## THE DATA
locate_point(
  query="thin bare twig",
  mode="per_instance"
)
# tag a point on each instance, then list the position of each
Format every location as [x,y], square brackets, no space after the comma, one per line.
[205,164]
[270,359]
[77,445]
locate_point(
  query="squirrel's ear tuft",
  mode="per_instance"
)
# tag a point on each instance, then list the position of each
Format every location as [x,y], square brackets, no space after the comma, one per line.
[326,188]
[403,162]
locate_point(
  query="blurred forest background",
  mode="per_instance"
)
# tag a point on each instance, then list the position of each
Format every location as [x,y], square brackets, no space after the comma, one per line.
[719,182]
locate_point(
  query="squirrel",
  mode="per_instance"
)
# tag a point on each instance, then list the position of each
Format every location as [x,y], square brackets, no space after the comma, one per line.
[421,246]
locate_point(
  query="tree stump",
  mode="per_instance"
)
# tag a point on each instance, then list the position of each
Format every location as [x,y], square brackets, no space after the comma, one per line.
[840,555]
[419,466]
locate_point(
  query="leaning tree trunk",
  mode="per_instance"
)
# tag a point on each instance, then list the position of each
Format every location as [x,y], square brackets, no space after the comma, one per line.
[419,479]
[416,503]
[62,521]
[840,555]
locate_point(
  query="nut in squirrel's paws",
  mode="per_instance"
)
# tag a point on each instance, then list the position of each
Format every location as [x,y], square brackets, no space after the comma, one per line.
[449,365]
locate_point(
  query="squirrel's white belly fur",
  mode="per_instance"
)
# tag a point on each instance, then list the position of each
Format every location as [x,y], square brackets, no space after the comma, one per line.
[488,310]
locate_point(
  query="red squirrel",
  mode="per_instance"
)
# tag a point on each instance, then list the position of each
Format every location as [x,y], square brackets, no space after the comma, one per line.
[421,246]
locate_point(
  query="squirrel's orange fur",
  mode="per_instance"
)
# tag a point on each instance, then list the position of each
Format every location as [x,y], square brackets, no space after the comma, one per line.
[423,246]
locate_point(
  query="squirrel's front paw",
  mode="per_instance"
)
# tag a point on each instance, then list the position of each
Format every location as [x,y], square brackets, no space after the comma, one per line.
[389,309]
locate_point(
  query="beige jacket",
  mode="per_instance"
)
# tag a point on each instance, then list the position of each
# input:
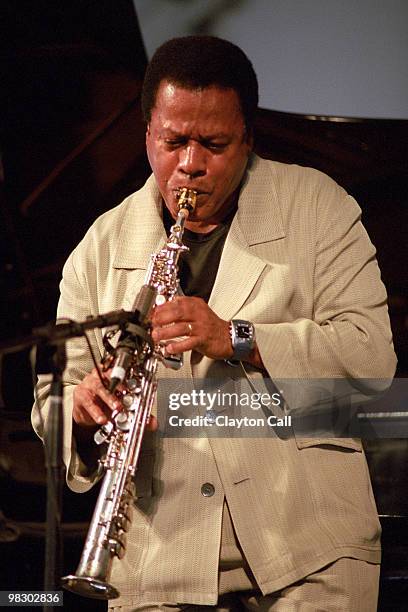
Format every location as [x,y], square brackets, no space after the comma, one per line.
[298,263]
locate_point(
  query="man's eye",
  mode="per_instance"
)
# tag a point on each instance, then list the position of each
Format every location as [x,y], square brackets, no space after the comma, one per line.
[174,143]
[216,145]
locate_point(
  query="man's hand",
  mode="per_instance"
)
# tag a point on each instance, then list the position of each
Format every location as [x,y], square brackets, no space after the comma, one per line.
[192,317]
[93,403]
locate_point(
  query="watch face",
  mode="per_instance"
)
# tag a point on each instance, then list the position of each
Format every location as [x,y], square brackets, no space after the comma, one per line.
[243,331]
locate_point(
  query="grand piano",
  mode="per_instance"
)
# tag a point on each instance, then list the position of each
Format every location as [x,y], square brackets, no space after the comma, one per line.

## DIRECTIONS FOR THIS TASK
Write out every entry again word for word, without any of the pictures.

## THE OUTPUT
locate_point(
  query="thin bare twig",
  mode="per_instance"
)
# tag a point on each instance, then list the position of each
Format every location as [x,y], square brackets, no space after the comma, one per line.
[205,164]
[270,359]
[77,445]
locate_point(
  query="squirrel's ear tuft",
  mode="per_instance"
)
# tag a point on each instance, then list the position of each
Format every location as [x,y], square brackets, no space after the comma, one per line.
[326,188]
[403,162]
locate_point(
  query="blurred forest background",
  mode="per_instance"
)
# tag a point on each instance, then list the position of each
Format every location as [x,y], square brackets, no space after the comma, one per line.
[719,182]
locate_point(
  query="squirrel",
  mode="per_instance"
)
# tag a point on each instance, then list the position of each
Format every location as [x,y], square brackets, no space after the comma, one per line.
[421,246]
locate_point(
  query="tree stump",
  mode="per_instance"
)
# tag a point on each instance, then list the position of each
Format every location as [x,y], square brackets, no space after the comma, one per line.
[840,555]
[419,466]
locate_point(
  query="leaning tree trunk",
  mode="per_instance"
)
# tag a point on each instance, then list the position of each
Format every location as [x,y], square brackets, no space after the comma, one per line.
[419,479]
[416,503]
[62,521]
[840,555]
locate_point(
  query="nut in squirrel's paws",
  mode="per_instance"
)
# tag a point on each instance, then list the position of each
Format every location as [x,y], square brackets, no space after the comma, one per line.
[449,365]
locate_point(
  query="squirrel's white belly fur",
  mode="per_instance"
)
# tag a point on each instance, then list the position of each
Format every location as [x,y], square brackets, no space after the comma, one per line.
[488,310]
locate_point(
  query="red squirrel",
  mode="per_instance"
)
# tag a point on each instance, then list the position of each
Format every location as [x,y], square brackets, no space after the comma, one per line.
[421,246]
locate_point(
  query="squirrel's orange fur",
  mode="per_instance"
)
# tag a point on each instance, then list the position of each
Format every location as [x,y], square brackets, no space after the comma, one per line.
[423,246]
locate_point(
  query="squirrel's front paw",
  mode="per_instance"
)
# tag a point on each instance, then list the position of each
Format every location as [x,y], square brackets, no space after the comma, one per line.
[389,309]
locate_point(
  query="beige jacket",
  mode="per_instance"
)
# tag a point on each instance, then list the position of each
# input:
Format every location as [x,y], square brackets, no space after the comma, one per line.
[298,263]
locate_point(
  query="man's eye",
  mode="per_instance"
)
# tag a point on each instance, then list the position of each
Format every location as [x,y], square brackets, no space after the comma, one per line.
[174,143]
[216,145]
locate_point(
  query="man's hand",
  mode="per_instance"
)
# tag a point on each instance, then list the position of each
Format every location as [x,y], square brackets, no space after the comma, one per line.
[192,317]
[93,403]
locate_point(
  query="watch face",
  mode="per_instance"
)
# tag a point on each instance, then list the position of each
Format every location as [x,y], square brackets, no space after the comma, one per line.
[243,331]
locate_point(
  query="grand piano",
  mode="per_instance"
)
# tag a point on each instance, then list the position of each
Format every location as [x,y], square brackets, no space after the comma, one per line.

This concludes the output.